> _STUDY MATERIAL_:
***

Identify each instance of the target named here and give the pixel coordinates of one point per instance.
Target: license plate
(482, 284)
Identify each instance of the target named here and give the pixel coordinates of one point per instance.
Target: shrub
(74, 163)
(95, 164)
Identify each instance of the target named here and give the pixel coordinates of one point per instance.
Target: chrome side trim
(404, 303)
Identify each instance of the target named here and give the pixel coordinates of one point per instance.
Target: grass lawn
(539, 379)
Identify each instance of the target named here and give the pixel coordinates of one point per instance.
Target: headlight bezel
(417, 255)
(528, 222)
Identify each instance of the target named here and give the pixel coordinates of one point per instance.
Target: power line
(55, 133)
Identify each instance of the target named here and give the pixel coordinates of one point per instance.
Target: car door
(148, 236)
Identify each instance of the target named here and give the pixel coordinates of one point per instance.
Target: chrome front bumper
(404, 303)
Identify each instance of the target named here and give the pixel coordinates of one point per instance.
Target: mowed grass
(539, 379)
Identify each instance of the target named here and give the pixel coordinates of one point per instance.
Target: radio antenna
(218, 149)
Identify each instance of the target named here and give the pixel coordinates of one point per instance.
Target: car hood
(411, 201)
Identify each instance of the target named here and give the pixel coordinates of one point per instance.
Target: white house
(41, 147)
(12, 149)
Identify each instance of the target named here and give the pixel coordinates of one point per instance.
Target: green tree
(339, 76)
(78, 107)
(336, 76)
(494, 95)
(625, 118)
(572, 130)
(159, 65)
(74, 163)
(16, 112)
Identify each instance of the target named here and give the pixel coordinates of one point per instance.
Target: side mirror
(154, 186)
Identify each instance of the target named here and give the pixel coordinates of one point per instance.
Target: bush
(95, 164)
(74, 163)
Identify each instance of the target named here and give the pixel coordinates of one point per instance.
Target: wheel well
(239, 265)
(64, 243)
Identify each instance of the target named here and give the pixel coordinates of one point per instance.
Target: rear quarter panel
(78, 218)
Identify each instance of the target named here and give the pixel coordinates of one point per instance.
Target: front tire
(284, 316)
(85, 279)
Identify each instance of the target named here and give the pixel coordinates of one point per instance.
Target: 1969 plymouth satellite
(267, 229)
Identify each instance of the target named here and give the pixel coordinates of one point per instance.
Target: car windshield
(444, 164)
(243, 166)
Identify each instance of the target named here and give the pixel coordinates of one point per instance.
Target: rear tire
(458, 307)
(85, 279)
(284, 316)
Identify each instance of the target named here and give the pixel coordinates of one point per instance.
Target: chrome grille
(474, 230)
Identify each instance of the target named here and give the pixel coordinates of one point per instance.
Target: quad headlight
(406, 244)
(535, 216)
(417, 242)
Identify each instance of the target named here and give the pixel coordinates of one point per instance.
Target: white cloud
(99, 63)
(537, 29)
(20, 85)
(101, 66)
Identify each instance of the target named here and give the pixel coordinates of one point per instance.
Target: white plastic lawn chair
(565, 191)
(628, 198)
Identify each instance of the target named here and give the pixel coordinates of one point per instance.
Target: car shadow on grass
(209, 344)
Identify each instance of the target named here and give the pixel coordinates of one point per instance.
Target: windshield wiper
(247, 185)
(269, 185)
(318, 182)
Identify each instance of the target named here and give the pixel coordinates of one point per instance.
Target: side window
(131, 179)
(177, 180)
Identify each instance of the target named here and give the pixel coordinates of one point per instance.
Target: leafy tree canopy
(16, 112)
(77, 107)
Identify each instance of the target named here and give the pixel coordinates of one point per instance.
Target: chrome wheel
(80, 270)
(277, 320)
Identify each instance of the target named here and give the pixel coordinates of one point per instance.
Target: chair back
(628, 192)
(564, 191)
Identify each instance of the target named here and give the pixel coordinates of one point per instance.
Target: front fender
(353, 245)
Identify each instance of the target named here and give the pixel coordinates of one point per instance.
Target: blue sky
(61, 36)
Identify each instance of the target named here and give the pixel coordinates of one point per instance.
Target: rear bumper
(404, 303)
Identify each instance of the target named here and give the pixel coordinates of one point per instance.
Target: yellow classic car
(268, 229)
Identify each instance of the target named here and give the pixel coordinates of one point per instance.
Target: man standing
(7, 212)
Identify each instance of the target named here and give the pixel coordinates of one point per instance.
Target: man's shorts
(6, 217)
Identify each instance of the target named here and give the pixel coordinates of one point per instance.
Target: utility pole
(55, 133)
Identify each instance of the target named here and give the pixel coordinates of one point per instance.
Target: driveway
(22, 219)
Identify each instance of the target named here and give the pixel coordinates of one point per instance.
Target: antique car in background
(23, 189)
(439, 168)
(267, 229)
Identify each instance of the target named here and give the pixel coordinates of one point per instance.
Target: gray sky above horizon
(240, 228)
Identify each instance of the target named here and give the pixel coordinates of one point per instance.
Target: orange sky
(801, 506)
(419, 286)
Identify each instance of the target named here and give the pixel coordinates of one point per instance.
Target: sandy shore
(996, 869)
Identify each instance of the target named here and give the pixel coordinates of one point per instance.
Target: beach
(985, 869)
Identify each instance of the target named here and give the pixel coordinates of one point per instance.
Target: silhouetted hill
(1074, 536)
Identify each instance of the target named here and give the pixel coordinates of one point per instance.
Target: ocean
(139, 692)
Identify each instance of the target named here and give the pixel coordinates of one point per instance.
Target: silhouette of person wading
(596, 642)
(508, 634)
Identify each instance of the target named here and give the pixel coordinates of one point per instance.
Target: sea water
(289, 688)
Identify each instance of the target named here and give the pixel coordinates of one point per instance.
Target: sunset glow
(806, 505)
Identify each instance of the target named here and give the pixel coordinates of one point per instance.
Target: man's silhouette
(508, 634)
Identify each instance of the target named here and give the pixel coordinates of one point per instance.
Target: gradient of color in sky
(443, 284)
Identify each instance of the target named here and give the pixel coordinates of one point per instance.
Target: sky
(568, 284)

***

> _WHAT IS EXPECTED_: Repeat, word for word, all the lines above.

> _YOUR SOLUTION_:
Identify each instance of the target named here and give the pixel coordinates of one point per instance.
Target: license plate
(482, 284)
Identify each instance of the target named here and give the pixel coordinates of one point per instance.
Target: shrub
(74, 163)
(95, 164)
Identify each instance of the target named here and give the pixel coordinates of one point per instance.
Target: chrome side trim
(404, 303)
Identify each instance of the target named here and give the pixel coordinates of one point per instance.
Target: grass lawn
(539, 379)
Identify each instance of the target named here and give the pixel coordinates of one point per instance.
Target: headlight bezel
(417, 255)
(528, 222)
Identify each instance of the target named here and give the pixel coordinates of one point per instance.
Target: power line
(55, 133)
Identify each instance of the target named here and give the pixel coordinates of one point per instance.
Target: car door
(148, 236)
Identify each instance of the target named here and give the pixel coordinates of one point per instance.
Target: chrome front bumper
(404, 303)
Identify each instance of the target named here and give the pixel coordinates of one point per instance.
Target: mowed grass
(539, 379)
Identify each instance of the target named here and give the pixel coordinates of one point per instance.
Target: radio antenna
(218, 149)
Identify each instance of the target named here and give the pixel coordinates of one point per instance.
Target: car hood
(411, 201)
Identify each instance of the target named here and give the pixel coordinates of one point per instance.
Target: white house
(41, 147)
(12, 149)
Identify each instance of the target named here and give the pixel coordinates of one point per instance.
Target: green tree
(339, 76)
(78, 107)
(336, 76)
(494, 95)
(625, 118)
(572, 130)
(159, 65)
(74, 163)
(16, 112)
Identify each instance of the target named here and give the pixel coordinates of one point per instance.
Target: side mirror
(154, 186)
Identify each instance of the target named here and give the pixel coordinates of one point per instance.
Target: bush
(95, 164)
(74, 163)
Identify each instance of the target named here and give the pixel coordinates of one point per instance.
Target: wheel well
(239, 265)
(64, 243)
Identify each instance of the target named here and give the pixel coordinates of one point per instance.
Target: rear quarter panel
(78, 218)
Identify each instance of the target named here and give the pixel coordinates of one point per instance.
Target: front tire
(284, 316)
(85, 279)
Identify each instance of the target named here and give the pixel coordinates of one point per instance.
Target: 1969 plymouth satellite
(267, 229)
Identify each instance of the target named here and give the pixel coordinates of one point per instance.
Target: car windshield
(444, 164)
(243, 166)
Identify each instance of the target named here and give the pixel coordinates of one point per instance.
Target: rear tire
(458, 307)
(85, 279)
(284, 316)
Identify each instance of the target named here and give the pixel coordinates of one point per instance.
Target: chrome grille
(474, 230)
Identify each instance of the target named here and give the pixel coordinates of one point per instance.
Target: quad headlight
(406, 244)
(535, 216)
(417, 242)
Identify each instance of the target named here and give the pixel coordinates of one point per instance.
Target: white cloud
(99, 63)
(537, 29)
(20, 85)
(101, 66)
Identify each instance of the target named here and give the pixel coordinates of one point per instance.
Target: white plastic lawn chair
(565, 191)
(628, 198)
Identify each instance of the target named here and give the pixel coordinates of one point per instance.
Target: car shadow on grass
(209, 344)
Identify each instance of the target named here and give the pixel coordinates of one point per instance.
Target: windshield wiper
(247, 185)
(269, 185)
(318, 182)
Identify each instance of the target named here and give the pixel coordinates of one point per instance.
Target: side window
(131, 179)
(177, 180)
Identify each instance of the target named here and give the pixel coordinates of one point per instance.
Target: leafy tree canopy
(16, 112)
(77, 107)
Identify each instance of the target named here and give the pixel coordinates of one point per instance.
Target: chrome wheel
(80, 270)
(277, 320)
Identify each instance of the target named here and give the pixel coordinates of one point per instance.
Target: chair back
(628, 192)
(564, 191)
Identify each instance of the target named here and give the pixel coordinates of one point per instance.
Target: front fender
(353, 245)
Identify each instance of the target named here and give the pixel coordinates of one point per instance.
Target: blue sky
(61, 36)
Identify each instance of the target named here and give the pixel coordinates of one point per instance.
Target: rear bumper
(404, 303)
Identify each instance of the target named here and give the pixel coordinates of one point per instance.
Target: yellow classic car
(268, 229)
Identify each instance of the target named here and give the pixel coordinates of one point per instance.
Target: man standing
(7, 212)
Identify each instance of the target named here and give the pixel coordinates of one point per instance.
Target: man's shorts
(6, 217)
Identify each instance of the target named here and give the pixel coordinates of one point per instance.
Target: utility pole
(55, 133)
Identify each instance of the target named here and give the pixel coordinates of one point per instance.
Target: driveway
(22, 219)
Identify each instance of the target named here and give the pixel coordinates of one point per instance.
Target: antique car in background
(23, 189)
(439, 168)
(267, 229)
Identify each instance of the target named here and give the pixel coordinates of one point per instance.
Target: gray sky above horizon
(240, 228)
Identify each instance of the target named here and give the pixel coordinates of one point per instance.
Target: orange sky
(801, 506)
(419, 286)
Identify each instance of the target named here and give the pixel coordinates of one point per instance.
Target: sandy shore
(996, 869)
Identify each instance of the target named here and give the pixel coordinates of one point per instance.
Target: beach
(985, 869)
Identify each instance of the target named here and give the pixel coordinates of one point per instance.
Target: silhouetted hill
(1074, 536)
Identify each instance of the target named here and give the pixel coordinates of one point per instance.
Target: ocean
(139, 692)
Identify each instance of the target named here and give the pixel coordinates of one point per instance.
Target: silhouette of person wading
(596, 642)
(508, 634)
Identify each instance of the target named here and give the pixel coordinates of one point per instance.
Target: sea water
(289, 688)
Identify each instance of the target named here and give the pixel coordinates of one point per instance.
Target: sunset glow
(806, 505)
Identify each instance of the target named here and give the pixel coordinates of one point per instance.
Target: man's silhouette
(508, 634)
Identify each instance of the target named here and give the pixel coordinates of one point per instance.
Target: gradient of color in sky
(443, 284)
Identify each instance of the target named here and give the pixel coordinates of one point per instance.
Target: sky
(568, 284)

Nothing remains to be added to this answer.